● **Task goal**
Gather every line of the entries below that contains the word "concrete", and reproduce each such line in full. Matching is case-sensitive.

━━━━━ Data to process

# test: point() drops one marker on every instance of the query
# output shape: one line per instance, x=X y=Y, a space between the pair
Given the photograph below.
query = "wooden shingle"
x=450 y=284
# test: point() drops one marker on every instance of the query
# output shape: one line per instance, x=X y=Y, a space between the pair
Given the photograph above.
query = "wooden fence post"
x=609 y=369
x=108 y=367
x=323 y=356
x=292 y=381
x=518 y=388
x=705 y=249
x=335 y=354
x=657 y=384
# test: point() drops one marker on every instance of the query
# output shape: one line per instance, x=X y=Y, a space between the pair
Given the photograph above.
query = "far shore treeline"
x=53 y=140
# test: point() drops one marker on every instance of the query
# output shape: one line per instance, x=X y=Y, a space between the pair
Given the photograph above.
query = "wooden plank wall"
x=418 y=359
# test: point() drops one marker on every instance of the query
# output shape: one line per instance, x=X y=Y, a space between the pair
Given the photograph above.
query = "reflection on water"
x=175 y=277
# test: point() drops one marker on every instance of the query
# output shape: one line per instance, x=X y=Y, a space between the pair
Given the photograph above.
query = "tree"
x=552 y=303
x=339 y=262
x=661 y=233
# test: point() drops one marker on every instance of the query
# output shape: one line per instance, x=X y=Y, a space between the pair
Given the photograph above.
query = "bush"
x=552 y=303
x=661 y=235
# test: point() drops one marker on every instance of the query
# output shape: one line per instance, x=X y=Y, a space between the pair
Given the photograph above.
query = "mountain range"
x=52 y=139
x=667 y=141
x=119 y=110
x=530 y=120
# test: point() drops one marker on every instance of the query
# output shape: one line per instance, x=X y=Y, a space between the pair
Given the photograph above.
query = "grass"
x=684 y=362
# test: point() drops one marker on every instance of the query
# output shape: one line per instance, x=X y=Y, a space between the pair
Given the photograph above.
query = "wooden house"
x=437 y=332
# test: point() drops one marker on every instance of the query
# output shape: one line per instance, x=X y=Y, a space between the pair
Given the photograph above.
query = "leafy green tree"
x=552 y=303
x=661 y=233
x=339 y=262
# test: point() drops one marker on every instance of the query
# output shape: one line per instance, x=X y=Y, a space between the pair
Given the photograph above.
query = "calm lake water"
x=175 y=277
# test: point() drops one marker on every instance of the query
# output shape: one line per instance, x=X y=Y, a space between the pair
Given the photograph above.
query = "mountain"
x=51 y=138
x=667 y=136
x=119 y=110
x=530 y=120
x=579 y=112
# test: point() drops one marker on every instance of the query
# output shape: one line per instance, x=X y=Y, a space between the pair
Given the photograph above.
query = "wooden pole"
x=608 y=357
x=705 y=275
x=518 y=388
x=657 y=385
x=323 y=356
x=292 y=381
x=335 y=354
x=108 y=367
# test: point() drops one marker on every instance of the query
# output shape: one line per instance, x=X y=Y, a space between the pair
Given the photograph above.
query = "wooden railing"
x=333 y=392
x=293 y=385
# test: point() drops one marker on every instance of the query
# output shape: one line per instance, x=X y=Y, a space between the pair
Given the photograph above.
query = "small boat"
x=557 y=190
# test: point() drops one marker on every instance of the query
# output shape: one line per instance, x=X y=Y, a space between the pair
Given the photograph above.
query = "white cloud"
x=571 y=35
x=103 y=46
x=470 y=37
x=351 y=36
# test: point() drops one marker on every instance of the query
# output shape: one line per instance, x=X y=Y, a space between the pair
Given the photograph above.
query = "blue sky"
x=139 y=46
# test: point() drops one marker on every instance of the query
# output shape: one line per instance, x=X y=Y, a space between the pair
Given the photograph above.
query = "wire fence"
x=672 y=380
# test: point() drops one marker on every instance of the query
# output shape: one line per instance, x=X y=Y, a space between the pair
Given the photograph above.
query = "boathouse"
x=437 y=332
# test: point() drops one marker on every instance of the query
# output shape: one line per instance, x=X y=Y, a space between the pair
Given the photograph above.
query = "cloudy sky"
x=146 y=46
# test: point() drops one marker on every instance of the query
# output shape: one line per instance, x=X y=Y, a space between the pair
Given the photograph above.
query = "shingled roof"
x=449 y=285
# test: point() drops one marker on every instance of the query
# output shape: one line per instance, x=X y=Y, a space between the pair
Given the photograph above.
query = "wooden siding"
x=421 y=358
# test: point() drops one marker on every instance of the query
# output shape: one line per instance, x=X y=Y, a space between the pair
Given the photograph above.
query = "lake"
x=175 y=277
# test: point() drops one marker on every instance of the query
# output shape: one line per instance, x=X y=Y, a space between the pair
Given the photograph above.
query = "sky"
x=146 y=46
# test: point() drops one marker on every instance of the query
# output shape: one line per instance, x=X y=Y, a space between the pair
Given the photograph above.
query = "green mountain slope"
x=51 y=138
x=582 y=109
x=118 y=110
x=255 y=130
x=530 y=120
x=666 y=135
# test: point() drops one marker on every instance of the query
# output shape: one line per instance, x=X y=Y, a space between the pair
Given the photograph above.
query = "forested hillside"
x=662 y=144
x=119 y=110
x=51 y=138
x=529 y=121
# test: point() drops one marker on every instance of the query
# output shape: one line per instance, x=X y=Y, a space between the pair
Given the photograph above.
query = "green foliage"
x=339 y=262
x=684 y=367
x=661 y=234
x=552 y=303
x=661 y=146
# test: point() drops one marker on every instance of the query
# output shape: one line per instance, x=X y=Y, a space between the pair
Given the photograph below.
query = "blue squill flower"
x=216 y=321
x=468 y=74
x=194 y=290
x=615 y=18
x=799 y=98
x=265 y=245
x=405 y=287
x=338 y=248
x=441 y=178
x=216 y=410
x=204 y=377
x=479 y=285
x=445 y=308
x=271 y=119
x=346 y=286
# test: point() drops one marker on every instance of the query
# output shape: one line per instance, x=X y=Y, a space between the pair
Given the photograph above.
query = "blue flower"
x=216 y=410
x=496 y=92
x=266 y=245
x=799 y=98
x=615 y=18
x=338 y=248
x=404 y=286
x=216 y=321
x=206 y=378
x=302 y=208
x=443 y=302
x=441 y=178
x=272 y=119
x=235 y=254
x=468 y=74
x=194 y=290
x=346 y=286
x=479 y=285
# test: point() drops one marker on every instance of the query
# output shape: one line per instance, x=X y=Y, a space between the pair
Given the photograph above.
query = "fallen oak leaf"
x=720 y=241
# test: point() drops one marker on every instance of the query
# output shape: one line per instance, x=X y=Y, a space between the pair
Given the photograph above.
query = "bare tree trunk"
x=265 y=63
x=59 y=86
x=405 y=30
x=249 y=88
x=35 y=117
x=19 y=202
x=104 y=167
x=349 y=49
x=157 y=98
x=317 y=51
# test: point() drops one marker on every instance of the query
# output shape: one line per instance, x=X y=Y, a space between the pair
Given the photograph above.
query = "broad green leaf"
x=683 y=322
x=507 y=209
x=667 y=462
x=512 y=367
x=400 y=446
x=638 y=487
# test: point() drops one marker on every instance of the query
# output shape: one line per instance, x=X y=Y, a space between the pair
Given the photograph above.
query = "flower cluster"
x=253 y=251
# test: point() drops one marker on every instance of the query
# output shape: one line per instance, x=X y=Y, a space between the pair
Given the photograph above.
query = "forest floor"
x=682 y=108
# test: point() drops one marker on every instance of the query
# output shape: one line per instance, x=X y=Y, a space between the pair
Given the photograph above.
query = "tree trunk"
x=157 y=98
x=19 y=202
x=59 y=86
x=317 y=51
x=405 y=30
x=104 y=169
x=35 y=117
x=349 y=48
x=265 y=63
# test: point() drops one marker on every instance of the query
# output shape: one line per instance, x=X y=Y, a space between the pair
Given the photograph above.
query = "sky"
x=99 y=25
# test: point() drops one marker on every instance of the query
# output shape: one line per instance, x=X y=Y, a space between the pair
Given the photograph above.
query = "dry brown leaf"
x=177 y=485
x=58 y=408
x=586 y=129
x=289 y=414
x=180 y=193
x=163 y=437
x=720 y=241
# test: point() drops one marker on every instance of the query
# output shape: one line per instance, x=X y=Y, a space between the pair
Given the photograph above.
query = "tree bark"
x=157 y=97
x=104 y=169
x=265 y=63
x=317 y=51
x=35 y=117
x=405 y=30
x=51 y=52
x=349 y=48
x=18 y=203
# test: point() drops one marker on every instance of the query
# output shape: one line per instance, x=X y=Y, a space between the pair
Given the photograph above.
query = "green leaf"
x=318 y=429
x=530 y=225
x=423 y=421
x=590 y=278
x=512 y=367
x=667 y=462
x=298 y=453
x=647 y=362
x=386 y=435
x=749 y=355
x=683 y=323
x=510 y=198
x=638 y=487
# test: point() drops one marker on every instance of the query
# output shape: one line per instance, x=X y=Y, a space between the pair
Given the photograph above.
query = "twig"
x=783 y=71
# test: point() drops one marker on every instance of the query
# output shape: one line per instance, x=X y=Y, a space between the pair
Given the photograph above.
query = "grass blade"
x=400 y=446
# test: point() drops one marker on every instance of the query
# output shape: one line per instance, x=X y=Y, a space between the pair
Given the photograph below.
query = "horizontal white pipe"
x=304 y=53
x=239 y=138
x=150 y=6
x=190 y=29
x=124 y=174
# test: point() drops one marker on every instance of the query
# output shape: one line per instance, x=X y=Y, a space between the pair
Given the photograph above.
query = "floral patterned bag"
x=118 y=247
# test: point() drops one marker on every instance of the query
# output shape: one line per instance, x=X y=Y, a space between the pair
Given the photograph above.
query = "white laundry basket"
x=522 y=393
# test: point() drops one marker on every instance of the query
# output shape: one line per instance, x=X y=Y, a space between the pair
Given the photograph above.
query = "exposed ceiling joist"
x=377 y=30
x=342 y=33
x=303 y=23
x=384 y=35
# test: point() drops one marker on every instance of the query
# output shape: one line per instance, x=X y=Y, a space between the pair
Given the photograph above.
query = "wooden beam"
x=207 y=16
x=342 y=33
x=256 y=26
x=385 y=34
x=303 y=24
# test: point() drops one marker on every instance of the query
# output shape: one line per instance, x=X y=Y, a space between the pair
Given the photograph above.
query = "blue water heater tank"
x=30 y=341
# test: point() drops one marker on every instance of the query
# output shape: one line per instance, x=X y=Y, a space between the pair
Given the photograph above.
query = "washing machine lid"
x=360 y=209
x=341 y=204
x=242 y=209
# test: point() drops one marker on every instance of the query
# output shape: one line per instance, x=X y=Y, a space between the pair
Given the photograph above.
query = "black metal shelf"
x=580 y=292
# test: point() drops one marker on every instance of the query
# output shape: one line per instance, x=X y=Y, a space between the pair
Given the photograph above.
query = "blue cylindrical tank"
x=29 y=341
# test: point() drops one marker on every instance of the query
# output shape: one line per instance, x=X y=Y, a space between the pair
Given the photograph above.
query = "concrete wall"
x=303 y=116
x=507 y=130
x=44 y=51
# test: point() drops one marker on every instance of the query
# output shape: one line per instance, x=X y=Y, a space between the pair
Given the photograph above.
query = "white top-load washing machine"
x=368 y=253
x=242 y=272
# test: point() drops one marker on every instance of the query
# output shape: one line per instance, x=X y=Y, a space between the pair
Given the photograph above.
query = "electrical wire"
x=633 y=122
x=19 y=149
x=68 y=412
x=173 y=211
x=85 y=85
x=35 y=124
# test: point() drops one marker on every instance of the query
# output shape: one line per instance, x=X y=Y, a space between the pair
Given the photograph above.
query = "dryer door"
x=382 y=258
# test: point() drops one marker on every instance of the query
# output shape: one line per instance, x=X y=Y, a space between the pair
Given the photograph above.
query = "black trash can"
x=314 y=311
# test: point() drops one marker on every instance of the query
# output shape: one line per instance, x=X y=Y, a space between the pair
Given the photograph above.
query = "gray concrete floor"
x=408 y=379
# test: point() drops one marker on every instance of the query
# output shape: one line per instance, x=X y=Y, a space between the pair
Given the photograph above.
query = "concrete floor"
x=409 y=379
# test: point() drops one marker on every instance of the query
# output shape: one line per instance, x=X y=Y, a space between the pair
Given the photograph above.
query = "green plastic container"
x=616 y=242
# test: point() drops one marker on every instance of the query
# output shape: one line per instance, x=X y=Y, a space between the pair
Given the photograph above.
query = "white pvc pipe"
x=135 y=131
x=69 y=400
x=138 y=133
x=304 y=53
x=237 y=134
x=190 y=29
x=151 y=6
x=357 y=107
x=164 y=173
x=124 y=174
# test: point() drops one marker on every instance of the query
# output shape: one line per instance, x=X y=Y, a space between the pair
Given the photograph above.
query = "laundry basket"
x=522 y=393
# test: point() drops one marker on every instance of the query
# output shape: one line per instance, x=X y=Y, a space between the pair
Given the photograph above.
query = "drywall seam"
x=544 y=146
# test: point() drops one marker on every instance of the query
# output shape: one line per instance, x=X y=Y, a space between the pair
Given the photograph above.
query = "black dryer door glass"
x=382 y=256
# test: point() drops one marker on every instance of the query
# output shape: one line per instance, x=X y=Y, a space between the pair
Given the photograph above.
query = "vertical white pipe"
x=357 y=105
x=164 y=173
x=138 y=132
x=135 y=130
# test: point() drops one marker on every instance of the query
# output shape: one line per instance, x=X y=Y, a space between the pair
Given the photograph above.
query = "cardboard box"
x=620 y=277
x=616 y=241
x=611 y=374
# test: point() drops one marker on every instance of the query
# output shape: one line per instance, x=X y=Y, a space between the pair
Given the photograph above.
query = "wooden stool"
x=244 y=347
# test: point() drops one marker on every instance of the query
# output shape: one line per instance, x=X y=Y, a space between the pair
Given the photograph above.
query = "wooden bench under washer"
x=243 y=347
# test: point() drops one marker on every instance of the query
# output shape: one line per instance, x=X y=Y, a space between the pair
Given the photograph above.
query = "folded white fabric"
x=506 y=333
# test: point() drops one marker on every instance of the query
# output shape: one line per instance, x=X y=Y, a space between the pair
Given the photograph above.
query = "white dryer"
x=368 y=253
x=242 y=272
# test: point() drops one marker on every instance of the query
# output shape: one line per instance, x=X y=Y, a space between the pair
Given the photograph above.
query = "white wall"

━━━━━━━━━━

● **Task solution**
query = "concrete wall"
query = "gray concrete floor"
query = "concrete floor"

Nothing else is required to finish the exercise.